▶ _PROBLEM DETAILS_
Update the items from the line with "spot the person in dark jacket" through the end of the items by changing "spot" to "locate", leaving everything else unchanged.
═══ STORED RECORDS ═══
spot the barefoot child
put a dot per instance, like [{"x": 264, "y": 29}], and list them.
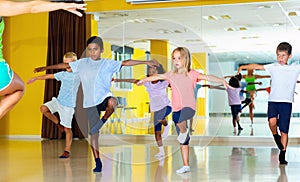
[
  {"x": 159, "y": 104},
  {"x": 65, "y": 102},
  {"x": 182, "y": 81}
]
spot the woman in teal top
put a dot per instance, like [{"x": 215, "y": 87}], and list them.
[
  {"x": 11, "y": 85},
  {"x": 251, "y": 90}
]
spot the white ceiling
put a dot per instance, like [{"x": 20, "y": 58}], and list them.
[{"x": 267, "y": 24}]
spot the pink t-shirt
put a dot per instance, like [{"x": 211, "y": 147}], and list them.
[
  {"x": 183, "y": 89},
  {"x": 158, "y": 95}
]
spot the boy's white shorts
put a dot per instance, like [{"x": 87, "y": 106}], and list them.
[{"x": 65, "y": 113}]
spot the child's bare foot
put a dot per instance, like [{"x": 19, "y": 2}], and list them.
[
  {"x": 60, "y": 127},
  {"x": 65, "y": 155},
  {"x": 164, "y": 122}
]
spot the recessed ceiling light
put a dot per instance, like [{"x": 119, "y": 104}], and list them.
[
  {"x": 243, "y": 28},
  {"x": 230, "y": 29},
  {"x": 193, "y": 40},
  {"x": 164, "y": 31},
  {"x": 140, "y": 20},
  {"x": 250, "y": 37},
  {"x": 210, "y": 17},
  {"x": 292, "y": 13},
  {"x": 225, "y": 17},
  {"x": 264, "y": 7}
]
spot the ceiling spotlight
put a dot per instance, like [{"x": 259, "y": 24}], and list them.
[
  {"x": 225, "y": 17},
  {"x": 292, "y": 13},
  {"x": 230, "y": 29},
  {"x": 264, "y": 7},
  {"x": 210, "y": 17},
  {"x": 243, "y": 28}
]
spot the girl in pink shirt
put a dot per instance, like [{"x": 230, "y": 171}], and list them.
[{"x": 182, "y": 81}]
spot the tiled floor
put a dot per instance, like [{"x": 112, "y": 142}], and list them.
[{"x": 216, "y": 154}]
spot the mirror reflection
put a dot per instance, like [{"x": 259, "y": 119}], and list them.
[{"x": 220, "y": 38}]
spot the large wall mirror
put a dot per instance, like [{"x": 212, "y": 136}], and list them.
[{"x": 227, "y": 35}]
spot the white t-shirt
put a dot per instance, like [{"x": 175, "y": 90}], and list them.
[
  {"x": 95, "y": 77},
  {"x": 158, "y": 95},
  {"x": 284, "y": 78}
]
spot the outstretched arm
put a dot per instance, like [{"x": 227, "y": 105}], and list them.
[
  {"x": 253, "y": 83},
  {"x": 137, "y": 62},
  {"x": 212, "y": 78},
  {"x": 126, "y": 80},
  {"x": 262, "y": 76},
  {"x": 151, "y": 78},
  {"x": 217, "y": 87},
  {"x": 12, "y": 8},
  {"x": 250, "y": 67},
  {"x": 56, "y": 66},
  {"x": 42, "y": 77}
]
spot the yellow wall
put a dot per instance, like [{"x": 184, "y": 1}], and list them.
[
  {"x": 25, "y": 45},
  {"x": 199, "y": 61},
  {"x": 111, "y": 5}
]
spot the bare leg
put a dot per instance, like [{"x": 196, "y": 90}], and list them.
[
  {"x": 158, "y": 138},
  {"x": 95, "y": 145},
  {"x": 182, "y": 126},
  {"x": 185, "y": 154},
  {"x": 69, "y": 136},
  {"x": 251, "y": 106},
  {"x": 284, "y": 140},
  {"x": 46, "y": 112},
  {"x": 191, "y": 124},
  {"x": 11, "y": 95},
  {"x": 111, "y": 105},
  {"x": 273, "y": 125}
]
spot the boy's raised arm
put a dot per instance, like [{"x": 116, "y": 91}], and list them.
[
  {"x": 151, "y": 63},
  {"x": 42, "y": 77},
  {"x": 56, "y": 66},
  {"x": 251, "y": 67}
]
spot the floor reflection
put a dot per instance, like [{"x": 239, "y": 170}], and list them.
[
  {"x": 219, "y": 157},
  {"x": 38, "y": 161}
]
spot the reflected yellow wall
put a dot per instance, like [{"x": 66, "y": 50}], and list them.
[
  {"x": 111, "y": 5},
  {"x": 199, "y": 61},
  {"x": 25, "y": 47}
]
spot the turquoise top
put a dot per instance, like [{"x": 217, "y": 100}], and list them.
[{"x": 1, "y": 32}]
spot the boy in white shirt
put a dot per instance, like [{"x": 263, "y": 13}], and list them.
[
  {"x": 284, "y": 78},
  {"x": 95, "y": 75}
]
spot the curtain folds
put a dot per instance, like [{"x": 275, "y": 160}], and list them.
[{"x": 66, "y": 32}]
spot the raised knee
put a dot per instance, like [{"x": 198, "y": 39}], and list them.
[
  {"x": 44, "y": 109},
  {"x": 112, "y": 103}
]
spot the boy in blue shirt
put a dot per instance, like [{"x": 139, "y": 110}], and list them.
[
  {"x": 65, "y": 102},
  {"x": 95, "y": 75}
]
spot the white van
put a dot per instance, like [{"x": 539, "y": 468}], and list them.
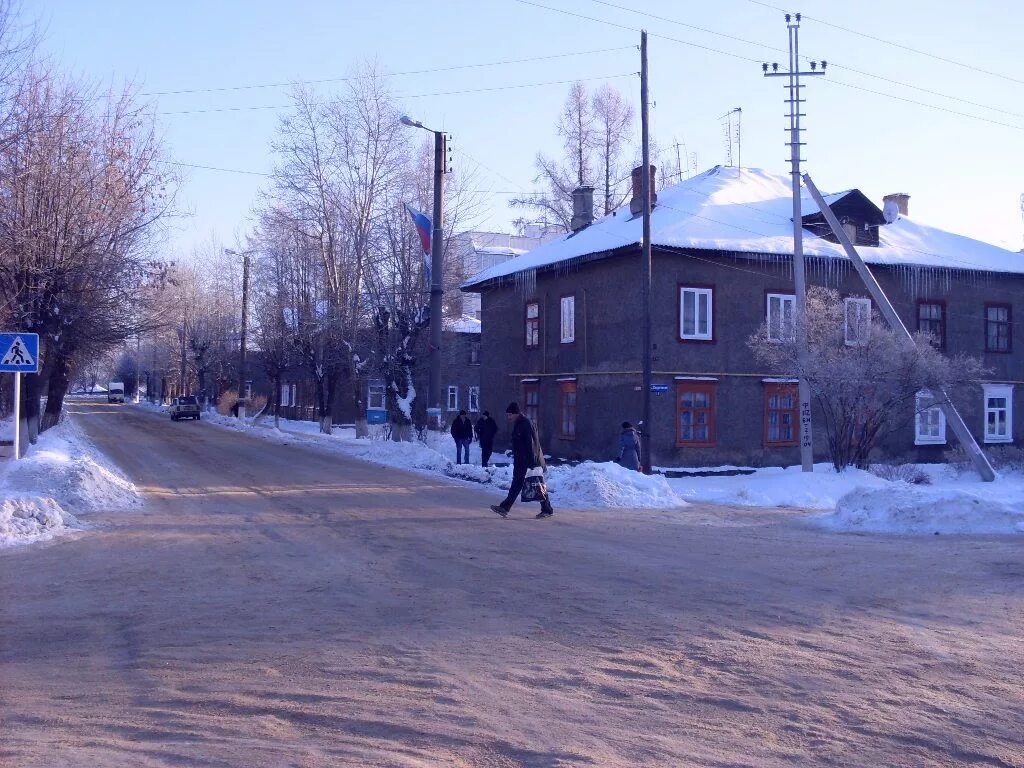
[{"x": 116, "y": 391}]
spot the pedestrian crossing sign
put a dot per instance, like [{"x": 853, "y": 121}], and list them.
[{"x": 20, "y": 353}]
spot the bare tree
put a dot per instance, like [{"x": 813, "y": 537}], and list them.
[
  {"x": 79, "y": 215},
  {"x": 595, "y": 132},
  {"x": 613, "y": 126},
  {"x": 862, "y": 376}
]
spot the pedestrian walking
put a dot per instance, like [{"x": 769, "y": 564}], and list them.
[
  {"x": 486, "y": 428},
  {"x": 462, "y": 431},
  {"x": 629, "y": 448},
  {"x": 526, "y": 455}
]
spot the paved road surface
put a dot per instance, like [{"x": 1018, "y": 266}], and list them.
[{"x": 272, "y": 605}]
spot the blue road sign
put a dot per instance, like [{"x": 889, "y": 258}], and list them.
[{"x": 18, "y": 353}]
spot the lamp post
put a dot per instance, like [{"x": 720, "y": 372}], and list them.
[
  {"x": 436, "y": 268},
  {"x": 242, "y": 350}
]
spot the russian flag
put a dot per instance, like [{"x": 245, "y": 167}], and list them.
[{"x": 423, "y": 226}]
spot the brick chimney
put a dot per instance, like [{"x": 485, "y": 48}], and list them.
[
  {"x": 902, "y": 201},
  {"x": 636, "y": 204},
  {"x": 583, "y": 208}
]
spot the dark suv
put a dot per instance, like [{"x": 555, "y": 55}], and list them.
[{"x": 184, "y": 408}]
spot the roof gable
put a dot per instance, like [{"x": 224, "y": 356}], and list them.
[{"x": 751, "y": 211}]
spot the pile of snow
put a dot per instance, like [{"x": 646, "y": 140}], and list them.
[
  {"x": 909, "y": 509},
  {"x": 64, "y": 475},
  {"x": 607, "y": 484},
  {"x": 777, "y": 486}
]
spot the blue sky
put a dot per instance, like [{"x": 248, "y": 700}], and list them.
[{"x": 963, "y": 173}]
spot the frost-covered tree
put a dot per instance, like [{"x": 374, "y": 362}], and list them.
[{"x": 863, "y": 377}]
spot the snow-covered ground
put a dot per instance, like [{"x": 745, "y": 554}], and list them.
[
  {"x": 853, "y": 501},
  {"x": 61, "y": 477}
]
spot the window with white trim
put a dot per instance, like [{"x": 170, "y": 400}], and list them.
[
  {"x": 998, "y": 413},
  {"x": 858, "y": 322},
  {"x": 780, "y": 313},
  {"x": 568, "y": 320},
  {"x": 375, "y": 397},
  {"x": 532, "y": 325},
  {"x": 695, "y": 313},
  {"x": 929, "y": 421}
]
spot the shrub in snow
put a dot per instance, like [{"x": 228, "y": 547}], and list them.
[
  {"x": 863, "y": 376},
  {"x": 907, "y": 473}
]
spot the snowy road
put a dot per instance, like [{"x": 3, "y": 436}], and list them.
[{"x": 272, "y": 605}]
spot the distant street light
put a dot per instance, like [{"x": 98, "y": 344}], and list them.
[
  {"x": 436, "y": 268},
  {"x": 242, "y": 350}
]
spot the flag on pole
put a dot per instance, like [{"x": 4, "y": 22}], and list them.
[{"x": 424, "y": 227}]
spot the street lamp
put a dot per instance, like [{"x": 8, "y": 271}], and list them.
[
  {"x": 242, "y": 350},
  {"x": 436, "y": 268}
]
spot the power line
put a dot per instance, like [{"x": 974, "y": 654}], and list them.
[
  {"x": 636, "y": 30},
  {"x": 901, "y": 46},
  {"x": 393, "y": 74},
  {"x": 830, "y": 61},
  {"x": 414, "y": 95},
  {"x": 848, "y": 85}
]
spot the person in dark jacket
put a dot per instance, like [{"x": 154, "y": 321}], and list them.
[
  {"x": 462, "y": 431},
  {"x": 526, "y": 454},
  {"x": 486, "y": 428},
  {"x": 629, "y": 448}
]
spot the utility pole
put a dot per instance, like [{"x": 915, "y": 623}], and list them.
═══
▶ _SOLVED EXERCISE_
locate the person in dark jacket
put a dot per instance, like [{"x": 154, "y": 321}], and list them.
[
  {"x": 462, "y": 431},
  {"x": 526, "y": 454},
  {"x": 486, "y": 428},
  {"x": 629, "y": 448}
]
locate the utility pole
put a dot per instance, like [{"x": 915, "y": 623}], and list them.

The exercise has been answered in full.